Excerpts of location labeling data
[start]
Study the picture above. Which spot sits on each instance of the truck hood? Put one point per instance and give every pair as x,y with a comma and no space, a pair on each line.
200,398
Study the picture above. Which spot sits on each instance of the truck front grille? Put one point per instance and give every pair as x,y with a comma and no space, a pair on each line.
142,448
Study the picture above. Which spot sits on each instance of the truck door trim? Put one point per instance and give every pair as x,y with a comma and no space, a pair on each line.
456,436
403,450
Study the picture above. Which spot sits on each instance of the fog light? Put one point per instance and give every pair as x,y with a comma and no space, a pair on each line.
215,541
[end]
[start]
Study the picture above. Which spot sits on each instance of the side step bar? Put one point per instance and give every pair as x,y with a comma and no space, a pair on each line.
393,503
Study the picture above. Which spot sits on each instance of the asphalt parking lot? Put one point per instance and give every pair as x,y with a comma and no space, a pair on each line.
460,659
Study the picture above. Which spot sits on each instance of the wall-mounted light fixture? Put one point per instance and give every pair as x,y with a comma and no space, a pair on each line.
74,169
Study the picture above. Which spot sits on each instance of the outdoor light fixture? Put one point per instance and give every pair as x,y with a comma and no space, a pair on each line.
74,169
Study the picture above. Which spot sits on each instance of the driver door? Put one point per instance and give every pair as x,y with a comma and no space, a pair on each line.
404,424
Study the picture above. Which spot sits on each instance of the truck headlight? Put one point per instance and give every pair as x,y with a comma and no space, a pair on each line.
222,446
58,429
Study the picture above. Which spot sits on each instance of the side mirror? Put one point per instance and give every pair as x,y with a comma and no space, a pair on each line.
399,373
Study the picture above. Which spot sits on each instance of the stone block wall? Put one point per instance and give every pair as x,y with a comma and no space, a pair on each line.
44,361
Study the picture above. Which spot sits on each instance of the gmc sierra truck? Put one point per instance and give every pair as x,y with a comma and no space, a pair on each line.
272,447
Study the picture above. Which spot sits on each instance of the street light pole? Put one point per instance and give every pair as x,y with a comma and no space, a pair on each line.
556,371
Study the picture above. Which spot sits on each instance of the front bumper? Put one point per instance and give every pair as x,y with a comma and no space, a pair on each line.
[end]
*WRITTEN TASK*.
Report every line of the rows above that contains the string "side", copying each such line in full. Treat case as significant.

*REPLY TO THE EXERCISE*.
Study the picture above. Which spot sits on each instance of the side step bar? Put one point per instance and give every pair as x,y with a comma and no space, a pair on each line.
Study the picture above. Which spot sits on each instance of the side mirror? Put one point per instance and give every pair as x,y with a comma and no space, a pair on each line.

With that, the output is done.